▸ **Activities**
a) List every hex color code assigned to col_val in the R plotting function.
b) According to the note at the top of the R plotting function, which library is required?
c) Write the next lines of the R plotting function, picking up right after the mutate call that rounds Sensitivity and Specificity.

▸ **Text under study**
Note: requires library(patchwork)

plot_cutoffs <- function(dataset, timepoint_use_variable, tissue, cpd){
    # control colors and lines used in plots
    col_val = c("#D9D9D9", "#BDBDBD", "#969696", "#636363", "#252525")
    lines = rep("solid", 5)
    
    # prep data
    df_ss <- dataset |> 
      filter(compound == cpd) |>
      mutate(time_window = fct_relevel(as.factor(time_window), levels(timepoint_use_variable)),
             detection_limit = as.factor(detection_limit),
             Sensitivity =  round(Sensitivity*100, 0),
             Specificity =  round(Specificity*100, 0))

(Dataset excerpts)
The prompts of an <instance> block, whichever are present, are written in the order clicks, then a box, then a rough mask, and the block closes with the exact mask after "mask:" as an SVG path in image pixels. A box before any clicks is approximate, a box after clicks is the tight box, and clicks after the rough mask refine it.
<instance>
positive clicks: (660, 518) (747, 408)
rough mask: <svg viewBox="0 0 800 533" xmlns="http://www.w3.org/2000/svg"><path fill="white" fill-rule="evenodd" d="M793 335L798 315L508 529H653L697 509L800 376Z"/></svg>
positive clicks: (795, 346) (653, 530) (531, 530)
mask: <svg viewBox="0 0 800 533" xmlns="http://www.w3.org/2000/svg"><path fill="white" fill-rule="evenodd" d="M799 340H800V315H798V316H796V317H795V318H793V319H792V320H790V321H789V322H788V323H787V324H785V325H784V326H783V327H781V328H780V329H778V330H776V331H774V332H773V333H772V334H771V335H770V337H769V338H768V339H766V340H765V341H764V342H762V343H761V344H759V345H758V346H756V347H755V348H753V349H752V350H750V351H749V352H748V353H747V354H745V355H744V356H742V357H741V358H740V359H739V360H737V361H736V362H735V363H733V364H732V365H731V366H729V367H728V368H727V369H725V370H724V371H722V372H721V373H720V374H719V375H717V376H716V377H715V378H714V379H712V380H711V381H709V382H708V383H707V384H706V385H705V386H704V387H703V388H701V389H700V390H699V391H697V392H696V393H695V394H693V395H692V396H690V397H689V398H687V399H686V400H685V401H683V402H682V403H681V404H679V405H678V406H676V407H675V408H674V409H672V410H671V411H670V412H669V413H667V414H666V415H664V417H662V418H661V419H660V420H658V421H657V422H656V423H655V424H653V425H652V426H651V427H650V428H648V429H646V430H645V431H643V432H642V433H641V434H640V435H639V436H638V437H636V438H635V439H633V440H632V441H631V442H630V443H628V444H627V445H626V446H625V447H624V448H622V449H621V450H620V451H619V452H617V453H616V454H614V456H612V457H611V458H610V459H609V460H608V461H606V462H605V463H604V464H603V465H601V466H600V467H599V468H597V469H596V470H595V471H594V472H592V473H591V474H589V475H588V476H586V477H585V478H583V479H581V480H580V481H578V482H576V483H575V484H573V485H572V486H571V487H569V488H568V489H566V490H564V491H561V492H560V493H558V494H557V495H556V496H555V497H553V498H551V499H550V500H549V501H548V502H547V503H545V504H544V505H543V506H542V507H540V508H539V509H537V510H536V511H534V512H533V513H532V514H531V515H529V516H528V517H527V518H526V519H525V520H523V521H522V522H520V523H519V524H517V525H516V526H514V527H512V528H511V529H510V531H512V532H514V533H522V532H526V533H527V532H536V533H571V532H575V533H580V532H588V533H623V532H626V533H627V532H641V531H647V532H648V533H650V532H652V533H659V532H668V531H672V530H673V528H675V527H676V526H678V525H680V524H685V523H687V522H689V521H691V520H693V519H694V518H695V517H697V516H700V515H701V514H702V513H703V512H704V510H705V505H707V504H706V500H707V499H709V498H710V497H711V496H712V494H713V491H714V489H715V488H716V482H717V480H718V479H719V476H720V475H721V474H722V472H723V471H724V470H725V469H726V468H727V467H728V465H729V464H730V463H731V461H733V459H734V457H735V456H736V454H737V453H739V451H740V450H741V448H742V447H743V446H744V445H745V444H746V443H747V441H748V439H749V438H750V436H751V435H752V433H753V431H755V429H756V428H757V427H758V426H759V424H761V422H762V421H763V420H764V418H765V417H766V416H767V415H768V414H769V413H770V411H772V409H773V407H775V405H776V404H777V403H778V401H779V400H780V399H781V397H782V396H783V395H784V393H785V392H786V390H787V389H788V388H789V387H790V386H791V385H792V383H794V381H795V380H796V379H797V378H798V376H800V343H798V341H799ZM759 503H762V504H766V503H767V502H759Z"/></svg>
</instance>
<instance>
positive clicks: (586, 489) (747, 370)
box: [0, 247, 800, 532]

▸ **Outputs in order**
a) #D9D9D9, #BDBDBD, #969696, #636363, #252525

b) The patchwork library.

c)
    # plot sensitivity
    p1 <- df_ss |> 
      ggplot(aes(x = time_window, y = Sensitivity, 
                 color = detection_limit)) + 
      geom_line(linewidth = 1.2, aes(group = detection_limit, 
                                linetype = detection_limit)) + 
      geom_point(show.legend=FALSE) + 
      ylim(0,100) +
      scale_x_discrete(labels = function(x) str_wrap(x, width = 5)) +
      scale_linetype_manual(values=lines) +
      scale_color_manual(values = col_val, name = "Cutoff \n (ng/mL)",
                        guide = guide_legend(override.aes = list(linetype = c(1),
                        shape = rep(NA, length(lines))) )) +
      theme_classic() +
      theme(plot.title.position = "plot",
            axis.title = element_text(size=14),
            axis.text = element_text(size=10),
            legend.position = "none", 
            panel.grid = element_blank(),
            strip.background = element_blank()
            ) +
      guides(linetype = "none") +
      labs(x = "Time Window (min)", 
           y = "Sensitivity", 
           title = paste0(tissue,": ", toupper(cpd)) )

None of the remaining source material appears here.